**Activity**
The records below are to be reproduced exactly, with every picture left out.

**Provided data**
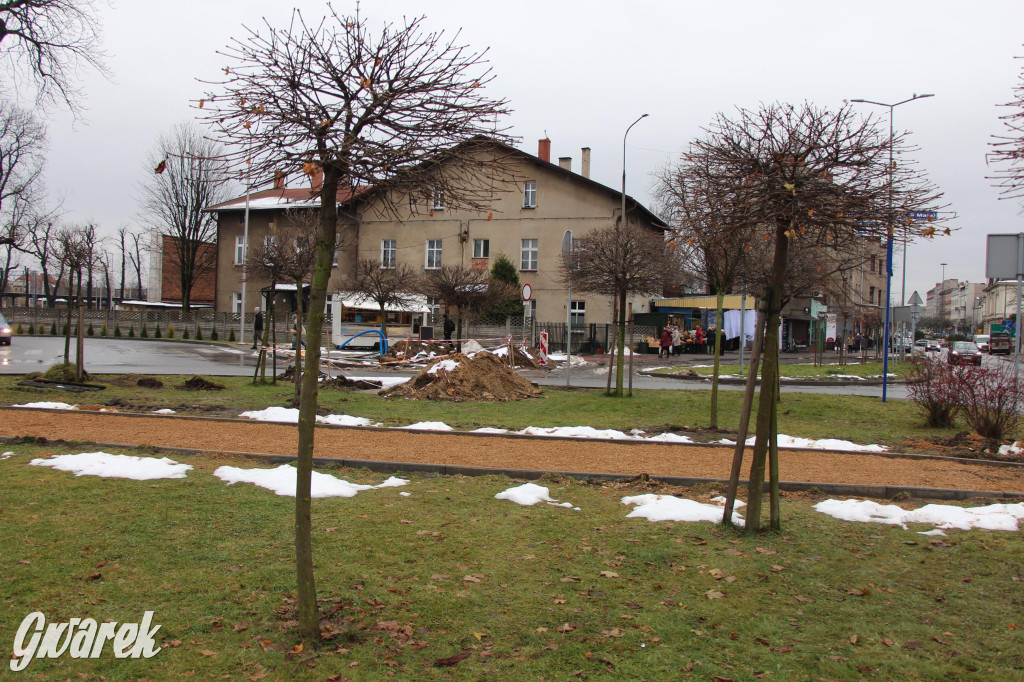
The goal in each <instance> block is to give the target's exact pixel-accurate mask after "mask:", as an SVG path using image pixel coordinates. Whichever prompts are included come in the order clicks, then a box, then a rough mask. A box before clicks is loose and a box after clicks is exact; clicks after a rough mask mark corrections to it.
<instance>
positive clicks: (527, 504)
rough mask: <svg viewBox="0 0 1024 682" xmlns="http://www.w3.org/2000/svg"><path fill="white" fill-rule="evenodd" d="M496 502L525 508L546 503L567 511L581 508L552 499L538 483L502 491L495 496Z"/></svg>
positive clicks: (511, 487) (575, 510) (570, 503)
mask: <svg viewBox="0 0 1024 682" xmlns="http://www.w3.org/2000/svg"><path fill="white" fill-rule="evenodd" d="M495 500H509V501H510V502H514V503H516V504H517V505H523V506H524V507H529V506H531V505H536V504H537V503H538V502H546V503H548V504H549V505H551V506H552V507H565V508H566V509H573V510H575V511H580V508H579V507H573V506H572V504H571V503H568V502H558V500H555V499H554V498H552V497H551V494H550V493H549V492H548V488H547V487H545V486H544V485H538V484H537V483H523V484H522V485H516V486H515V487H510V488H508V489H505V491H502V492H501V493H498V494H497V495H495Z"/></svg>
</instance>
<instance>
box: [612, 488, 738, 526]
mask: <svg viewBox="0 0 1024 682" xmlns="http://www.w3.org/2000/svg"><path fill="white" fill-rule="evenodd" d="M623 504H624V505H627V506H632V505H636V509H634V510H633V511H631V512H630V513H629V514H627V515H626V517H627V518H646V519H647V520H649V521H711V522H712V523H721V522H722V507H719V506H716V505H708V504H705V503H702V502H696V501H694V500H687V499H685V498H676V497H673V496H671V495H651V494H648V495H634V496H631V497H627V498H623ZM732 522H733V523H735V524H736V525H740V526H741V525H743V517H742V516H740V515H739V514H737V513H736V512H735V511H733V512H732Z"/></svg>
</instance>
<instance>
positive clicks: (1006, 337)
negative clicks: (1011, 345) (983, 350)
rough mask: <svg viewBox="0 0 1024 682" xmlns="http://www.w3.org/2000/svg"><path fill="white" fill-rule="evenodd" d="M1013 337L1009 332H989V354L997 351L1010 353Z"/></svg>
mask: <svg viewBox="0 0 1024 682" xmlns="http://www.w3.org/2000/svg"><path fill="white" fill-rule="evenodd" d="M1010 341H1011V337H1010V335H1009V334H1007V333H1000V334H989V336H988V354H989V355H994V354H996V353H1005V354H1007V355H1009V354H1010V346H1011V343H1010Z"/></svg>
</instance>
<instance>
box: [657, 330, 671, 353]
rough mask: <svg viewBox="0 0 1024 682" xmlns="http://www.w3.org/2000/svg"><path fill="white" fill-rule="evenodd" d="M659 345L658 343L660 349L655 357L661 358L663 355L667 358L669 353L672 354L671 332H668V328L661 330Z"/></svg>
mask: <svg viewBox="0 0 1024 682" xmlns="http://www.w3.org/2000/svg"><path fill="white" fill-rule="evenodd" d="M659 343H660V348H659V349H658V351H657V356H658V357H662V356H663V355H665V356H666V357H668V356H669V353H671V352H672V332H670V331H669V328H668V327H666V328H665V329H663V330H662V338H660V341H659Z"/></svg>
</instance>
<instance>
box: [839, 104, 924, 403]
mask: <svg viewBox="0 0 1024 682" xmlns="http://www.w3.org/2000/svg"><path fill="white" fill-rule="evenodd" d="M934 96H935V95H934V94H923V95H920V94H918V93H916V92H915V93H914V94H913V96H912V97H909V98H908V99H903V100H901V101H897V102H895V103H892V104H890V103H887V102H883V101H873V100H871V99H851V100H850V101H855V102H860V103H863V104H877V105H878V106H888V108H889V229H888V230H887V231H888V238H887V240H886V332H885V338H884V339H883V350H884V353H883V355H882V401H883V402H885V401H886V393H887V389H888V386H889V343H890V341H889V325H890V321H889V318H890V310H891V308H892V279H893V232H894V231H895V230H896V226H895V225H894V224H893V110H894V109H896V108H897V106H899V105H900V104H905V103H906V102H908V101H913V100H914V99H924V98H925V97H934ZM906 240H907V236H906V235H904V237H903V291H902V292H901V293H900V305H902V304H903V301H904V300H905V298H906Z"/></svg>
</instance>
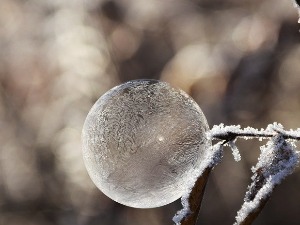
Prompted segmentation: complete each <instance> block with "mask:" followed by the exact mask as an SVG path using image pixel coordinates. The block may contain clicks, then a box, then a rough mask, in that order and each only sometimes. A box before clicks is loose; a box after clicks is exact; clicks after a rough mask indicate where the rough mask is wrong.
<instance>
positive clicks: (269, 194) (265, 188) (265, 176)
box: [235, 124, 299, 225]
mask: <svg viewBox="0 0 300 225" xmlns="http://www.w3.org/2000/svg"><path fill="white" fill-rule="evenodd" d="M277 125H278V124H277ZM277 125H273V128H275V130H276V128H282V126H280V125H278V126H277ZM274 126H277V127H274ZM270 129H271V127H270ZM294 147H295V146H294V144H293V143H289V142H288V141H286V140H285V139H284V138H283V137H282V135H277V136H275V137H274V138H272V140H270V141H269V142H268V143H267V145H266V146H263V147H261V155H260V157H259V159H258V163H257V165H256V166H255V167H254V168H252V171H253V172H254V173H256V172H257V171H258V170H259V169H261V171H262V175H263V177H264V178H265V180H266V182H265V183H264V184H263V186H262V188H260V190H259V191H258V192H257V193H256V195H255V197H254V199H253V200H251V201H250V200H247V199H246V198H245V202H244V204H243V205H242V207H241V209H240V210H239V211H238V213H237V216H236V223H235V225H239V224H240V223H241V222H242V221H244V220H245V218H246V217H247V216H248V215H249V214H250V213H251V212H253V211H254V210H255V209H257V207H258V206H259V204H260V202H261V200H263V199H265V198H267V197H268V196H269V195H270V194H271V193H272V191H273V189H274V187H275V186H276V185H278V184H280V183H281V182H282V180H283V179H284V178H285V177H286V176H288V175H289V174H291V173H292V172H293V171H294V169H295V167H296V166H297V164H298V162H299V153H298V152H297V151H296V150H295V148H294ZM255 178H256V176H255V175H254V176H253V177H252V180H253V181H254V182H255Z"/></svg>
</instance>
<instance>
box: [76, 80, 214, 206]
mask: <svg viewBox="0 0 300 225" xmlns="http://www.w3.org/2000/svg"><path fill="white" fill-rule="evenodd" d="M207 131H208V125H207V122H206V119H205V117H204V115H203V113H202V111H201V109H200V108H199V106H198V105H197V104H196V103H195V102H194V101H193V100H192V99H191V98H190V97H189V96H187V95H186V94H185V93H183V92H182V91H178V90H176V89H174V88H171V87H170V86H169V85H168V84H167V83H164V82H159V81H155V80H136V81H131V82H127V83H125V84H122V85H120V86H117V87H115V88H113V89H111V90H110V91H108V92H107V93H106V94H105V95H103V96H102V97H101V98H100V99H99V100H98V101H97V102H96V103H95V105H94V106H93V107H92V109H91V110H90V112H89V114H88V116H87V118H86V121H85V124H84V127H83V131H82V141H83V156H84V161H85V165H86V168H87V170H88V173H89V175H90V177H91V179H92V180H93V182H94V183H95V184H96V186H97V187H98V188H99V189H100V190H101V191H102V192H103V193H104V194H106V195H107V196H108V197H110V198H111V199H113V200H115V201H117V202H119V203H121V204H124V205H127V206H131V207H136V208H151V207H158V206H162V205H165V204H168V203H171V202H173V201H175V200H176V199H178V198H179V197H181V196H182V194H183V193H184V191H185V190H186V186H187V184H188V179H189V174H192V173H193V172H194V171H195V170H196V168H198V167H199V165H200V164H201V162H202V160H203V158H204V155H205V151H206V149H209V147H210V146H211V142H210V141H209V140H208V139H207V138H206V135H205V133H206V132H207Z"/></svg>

**Answer for the task**
The goal in each <instance> block is to give the target's exact pixel-accurate mask after "mask:", as an SVG path using image pixel coordinates. Whichever prompts are included come in the order clicks, then a box, then a rough mask. A box before clicks is loose and a box after clicks is exact; clicks after a rough mask mark corrections to it.
<instance>
positive clicks: (527, 504)
rough mask: <svg viewBox="0 0 1024 682" xmlns="http://www.w3.org/2000/svg"><path fill="white" fill-rule="evenodd" d="M496 502L525 508L546 503L567 511L581 508L552 499L538 483L502 491L495 496Z"/></svg>
positive clicks: (511, 487) (575, 510) (570, 503)
mask: <svg viewBox="0 0 1024 682" xmlns="http://www.w3.org/2000/svg"><path fill="white" fill-rule="evenodd" d="M495 500H509V501H510V502H514V503H516V504H517V505H523V506H524V507H529V506H531V505H536V504H537V503H538V502H546V503H548V504H549V505H551V506H552V507H565V508H566V509H573V510H575V511H580V508H579V507H573V506H572V504H571V503H568V502H558V500H555V499H554V498H552V497H551V494H550V493H549V492H548V488H547V487H545V486H544V485H538V484H537V483H523V484H522V485H516V486H515V487H510V488H508V489H505V491H502V492H501V493H498V494H497V495H495Z"/></svg>
</instance>
<instance>
box: [612, 488, 738, 526]
mask: <svg viewBox="0 0 1024 682" xmlns="http://www.w3.org/2000/svg"><path fill="white" fill-rule="evenodd" d="M623 504H624V505H627V506H632V505H636V509H634V510H633V511H631V512H630V513H629V514H627V515H626V517H627V518H646V519H647V520H649V521H711V522H712V523H721V522H722V507H719V506H716V505H708V504H705V503H702V502H696V501H694V500H687V499H685V498H676V497H673V496H671V495H651V494H648V495H634V496H631V497H627V498H623ZM732 522H733V523H735V524H736V525H740V526H741V525H743V517H742V516H740V515H739V514H737V513H736V512H735V511H733V512H732Z"/></svg>
</instance>
<instance>
positive clicks: (1006, 337)
negative clicks: (1011, 345) (983, 350)
rough mask: <svg viewBox="0 0 1024 682" xmlns="http://www.w3.org/2000/svg"><path fill="white" fill-rule="evenodd" d="M1013 337L1009 332H989V354L997 351L1010 353Z"/></svg>
mask: <svg viewBox="0 0 1024 682" xmlns="http://www.w3.org/2000/svg"><path fill="white" fill-rule="evenodd" d="M1010 341H1011V337H1010V335H1009V334H1007V333H1000V334H989V336H988V354H989V355H994V354H996V353H1005V354H1007V355H1009V354H1010V346H1011V343H1010Z"/></svg>
</instance>
<instance>
box: [657, 330, 671, 353]
rough mask: <svg viewBox="0 0 1024 682" xmlns="http://www.w3.org/2000/svg"><path fill="white" fill-rule="evenodd" d="M659 345L658 343L660 349L655 357L661 358L663 355L667 358L669 353L672 354L671 332H668V328L661 330Z"/></svg>
mask: <svg viewBox="0 0 1024 682" xmlns="http://www.w3.org/2000/svg"><path fill="white" fill-rule="evenodd" d="M659 343H660V348H659V349H658V351H657V356H658V357H662V356H663V355H665V356H666V357H668V356H669V353H671V352H672V332H670V331H669V328H668V327H666V328H665V329H663V330H662V338H660V341H659Z"/></svg>
</instance>
<instance>
box: [839, 104, 924, 403]
mask: <svg viewBox="0 0 1024 682" xmlns="http://www.w3.org/2000/svg"><path fill="white" fill-rule="evenodd" d="M934 96H935V95H934V94H923V95H920V94H918V93H916V92H915V93H914V94H913V96H912V97H909V98H908V99H903V100H901V101H897V102H895V103H892V104H890V103H887V102H883V101H873V100H871V99H851V100H850V101H855V102H860V103H863V104H877V105H878V106H888V108H889V229H888V230H887V231H888V238H887V240H886V332H885V338H884V339H883V350H884V353H883V355H882V401H883V402H885V401H886V393H887V389H888V386H889V343H890V341H889V325H890V321H889V318H890V310H891V308H892V279H893V232H894V231H895V230H896V226H895V225H894V224H893V110H894V109H896V108H897V106H899V105H900V104H905V103H906V102H908V101H913V100H914V99H924V98H925V97H934ZM906 240H907V236H906V235H904V237H903V291H902V292H901V293H900V305H902V304H903V301H904V300H905V298H906Z"/></svg>
</instance>
Prompted segmentation: complete each <instance> block with "mask:" followed by the exact mask as an SVG path using image pixel coordinates. The block may contain clicks, then a box, then a rough mask, in that order and each only sometimes. A box before clicks is loose; a box after clicks is exact; clicks after a rough mask indicate where the rough mask is wrong.
<instance>
positive clicks: (269, 194) (265, 188) (265, 176)
box: [235, 124, 299, 225]
mask: <svg viewBox="0 0 300 225" xmlns="http://www.w3.org/2000/svg"><path fill="white" fill-rule="evenodd" d="M277 125H278V124H277ZM277 125H273V128H275V130H276V128H282V126H280V125H278V126H277ZM274 126H277V127H274ZM270 129H271V127H270ZM294 147H295V146H294V144H293V143H289V142H288V141H286V140H285V139H284V138H283V137H282V135H277V136H275V137H274V138H272V140H270V141H269V142H268V143H267V145H266V146H263V147H261V155H260V157H259V159H258V163H257V165H256V166H255V167H254V168H252V171H253V172H254V173H256V172H257V171H258V170H259V169H261V171H262V175H263V177H264V178H265V180H266V182H265V183H264V184H263V186H262V188H260V190H259V191H258V192H257V193H256V195H255V197H254V199H253V200H251V201H250V200H247V199H246V198H245V202H244V204H243V205H242V207H241V209H240V210H239V211H238V213H237V216H236V223H235V225H239V224H240V223H241V222H242V221H244V220H245V218H246V217H247V216H248V215H249V214H250V213H251V212H253V211H254V210H255V209H257V207H258V206H259V204H260V202H261V200H263V199H265V198H267V197H268V196H269V195H270V194H271V193H272V191H273V189H274V187H275V186H276V185H278V184H280V183H281V182H282V180H283V179H284V178H285V177H286V176H288V175H289V174H291V173H292V172H293V171H294V169H295V167H296V166H297V164H298V162H299V153H298V152H297V151H296V150H295V148H294ZM255 178H256V176H255V175H254V176H253V177H252V180H253V181H254V182H255Z"/></svg>
</instance>
<instance>
box: [76, 80, 214, 206]
mask: <svg viewBox="0 0 300 225" xmlns="http://www.w3.org/2000/svg"><path fill="white" fill-rule="evenodd" d="M207 131H208V125H207V122H206V119H205V117H204V115H203V113H202V111H201V109H200V108H199V106H198V105H197V104H196V103H195V102H194V101H193V100H192V99H191V98H190V97H189V96H187V95H186V94H185V93H183V92H182V91H178V90H176V89H174V88H171V87H170V86H169V85H168V84H167V83H164V82H159V81H155V80H136V81H131V82H127V83H125V84H122V85H120V86H117V87H115V88H113V89H111V90H110V91H108V92H107V93H106V94H105V95H103V96H102V97H101V98H100V99H99V100H98V101H97V102H96V103H95V105H94V106H93V107H92V109H91V110H90V112H89V114H88V116H87V118H86V121H85V124H84V127H83V131H82V141H83V156H84V161H85V165H86V168H87V170H88V173H89V175H90V177H91V179H92V180H93V182H94V183H95V184H96V186H97V187H98V188H99V189H100V190H101V191H102V192H103V193H104V194H106V195H107V196H108V197H110V198H111V199H113V200H115V201H117V202H119V203H121V204H124V205H127V206H131V207H136V208H151V207H158V206H162V205H165V204H168V203H171V202H173V201H175V200H176V199H178V198H179V197H181V196H182V194H183V193H184V191H185V190H186V186H187V184H188V179H189V174H192V173H193V172H194V171H195V170H196V168H198V167H199V165H200V164H201V162H202V160H203V158H204V155H205V151H206V149H209V147H210V146H211V142H210V141H209V140H208V139H207V138H206V135H205V133H206V132H207Z"/></svg>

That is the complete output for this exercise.